(Data entries)
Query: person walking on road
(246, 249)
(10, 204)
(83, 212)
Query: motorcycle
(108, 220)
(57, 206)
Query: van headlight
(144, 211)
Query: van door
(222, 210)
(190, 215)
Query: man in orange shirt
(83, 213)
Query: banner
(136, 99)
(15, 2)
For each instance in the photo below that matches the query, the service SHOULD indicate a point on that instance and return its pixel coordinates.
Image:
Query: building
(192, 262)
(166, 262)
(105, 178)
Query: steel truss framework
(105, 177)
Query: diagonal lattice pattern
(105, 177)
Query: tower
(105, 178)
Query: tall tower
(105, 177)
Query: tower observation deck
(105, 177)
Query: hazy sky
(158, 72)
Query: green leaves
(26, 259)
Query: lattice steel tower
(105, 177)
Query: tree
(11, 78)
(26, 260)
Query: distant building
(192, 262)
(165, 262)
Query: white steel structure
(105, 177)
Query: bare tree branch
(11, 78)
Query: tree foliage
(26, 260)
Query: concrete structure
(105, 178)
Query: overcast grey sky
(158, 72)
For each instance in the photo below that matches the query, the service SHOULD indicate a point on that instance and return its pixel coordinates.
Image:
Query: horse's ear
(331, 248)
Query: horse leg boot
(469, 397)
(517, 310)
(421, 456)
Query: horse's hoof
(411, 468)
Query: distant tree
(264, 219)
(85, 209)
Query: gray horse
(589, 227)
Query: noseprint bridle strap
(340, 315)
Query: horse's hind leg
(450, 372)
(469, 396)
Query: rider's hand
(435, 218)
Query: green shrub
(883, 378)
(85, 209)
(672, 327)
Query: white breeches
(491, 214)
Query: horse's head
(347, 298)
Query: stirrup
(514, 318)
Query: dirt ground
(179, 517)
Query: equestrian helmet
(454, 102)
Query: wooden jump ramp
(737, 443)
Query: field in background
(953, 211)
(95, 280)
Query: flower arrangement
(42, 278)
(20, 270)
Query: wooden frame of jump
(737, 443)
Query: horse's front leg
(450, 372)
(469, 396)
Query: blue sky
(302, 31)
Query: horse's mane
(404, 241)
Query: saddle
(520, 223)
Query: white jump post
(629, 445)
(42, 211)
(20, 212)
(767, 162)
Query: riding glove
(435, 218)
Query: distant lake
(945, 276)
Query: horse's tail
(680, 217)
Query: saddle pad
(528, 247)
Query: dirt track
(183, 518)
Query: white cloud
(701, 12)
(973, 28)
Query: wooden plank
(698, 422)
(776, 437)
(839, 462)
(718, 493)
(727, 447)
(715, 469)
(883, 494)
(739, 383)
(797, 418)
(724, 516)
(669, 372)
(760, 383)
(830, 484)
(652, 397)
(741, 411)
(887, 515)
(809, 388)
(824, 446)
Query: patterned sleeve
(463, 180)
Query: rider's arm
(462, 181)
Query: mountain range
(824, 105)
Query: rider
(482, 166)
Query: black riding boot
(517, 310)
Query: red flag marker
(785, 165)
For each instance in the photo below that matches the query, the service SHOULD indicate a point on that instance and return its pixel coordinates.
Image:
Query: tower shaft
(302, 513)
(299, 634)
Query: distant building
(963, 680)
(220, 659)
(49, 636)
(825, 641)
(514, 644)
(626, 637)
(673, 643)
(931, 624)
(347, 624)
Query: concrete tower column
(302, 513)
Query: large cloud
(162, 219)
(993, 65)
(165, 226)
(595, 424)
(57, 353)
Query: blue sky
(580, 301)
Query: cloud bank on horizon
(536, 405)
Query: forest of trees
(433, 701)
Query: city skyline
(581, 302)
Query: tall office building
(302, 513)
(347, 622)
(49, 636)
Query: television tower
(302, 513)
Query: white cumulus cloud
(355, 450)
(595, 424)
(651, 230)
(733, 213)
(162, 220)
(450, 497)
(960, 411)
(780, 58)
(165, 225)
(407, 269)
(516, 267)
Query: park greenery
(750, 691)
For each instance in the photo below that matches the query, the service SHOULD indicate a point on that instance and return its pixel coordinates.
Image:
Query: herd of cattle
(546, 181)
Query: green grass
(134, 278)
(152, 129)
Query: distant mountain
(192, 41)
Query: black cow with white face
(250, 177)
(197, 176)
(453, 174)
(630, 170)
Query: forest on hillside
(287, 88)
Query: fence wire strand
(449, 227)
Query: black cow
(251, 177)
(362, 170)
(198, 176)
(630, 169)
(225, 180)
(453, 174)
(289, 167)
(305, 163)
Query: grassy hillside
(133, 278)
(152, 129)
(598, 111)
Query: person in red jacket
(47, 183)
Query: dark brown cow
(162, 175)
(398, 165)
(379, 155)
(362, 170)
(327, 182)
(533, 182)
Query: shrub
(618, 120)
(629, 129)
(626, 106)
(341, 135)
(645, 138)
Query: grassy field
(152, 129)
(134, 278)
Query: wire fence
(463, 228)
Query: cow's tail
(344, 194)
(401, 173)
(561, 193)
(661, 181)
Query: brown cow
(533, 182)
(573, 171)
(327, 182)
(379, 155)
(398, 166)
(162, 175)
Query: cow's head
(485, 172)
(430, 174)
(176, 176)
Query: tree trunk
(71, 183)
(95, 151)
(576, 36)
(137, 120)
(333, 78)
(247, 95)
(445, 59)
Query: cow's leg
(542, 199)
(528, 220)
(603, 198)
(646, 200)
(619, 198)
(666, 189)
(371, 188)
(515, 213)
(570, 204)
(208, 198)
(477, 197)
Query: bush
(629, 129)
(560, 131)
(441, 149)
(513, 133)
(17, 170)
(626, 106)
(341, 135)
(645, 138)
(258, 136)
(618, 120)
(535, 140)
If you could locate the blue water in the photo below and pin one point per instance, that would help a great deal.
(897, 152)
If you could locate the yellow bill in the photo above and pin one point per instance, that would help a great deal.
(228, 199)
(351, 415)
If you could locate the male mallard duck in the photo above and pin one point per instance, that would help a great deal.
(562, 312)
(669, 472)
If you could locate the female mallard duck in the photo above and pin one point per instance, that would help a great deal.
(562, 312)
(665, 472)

# Brief
Exactly and only the lines from the line containing "Query: cow's leg" through the last line of the entries should be copied, both ends included.

# Written solution
Query: cow's leg
(542, 199)
(528, 220)
(603, 198)
(646, 200)
(619, 198)
(666, 189)
(371, 188)
(515, 213)
(570, 204)
(208, 198)
(477, 197)
Query: bush
(629, 129)
(560, 131)
(441, 149)
(513, 133)
(17, 170)
(626, 106)
(341, 135)
(645, 138)
(258, 136)
(618, 120)
(535, 140)
If you could locate the blue water in the photo below and pin one point per instance, that would help a great deal.
(897, 152)
If you could locate the yellow bill in the photo above and pin one point per instance, that would help a great deal.
(228, 199)
(351, 415)
If you could locate the male mallard duck in the photo above and pin one point per instance, that would help a great deal.
(562, 312)
(669, 472)
If you could locate the female mallard duck in the photo above and pin one point per instance, that would help a great deal.
(562, 312)
(665, 472)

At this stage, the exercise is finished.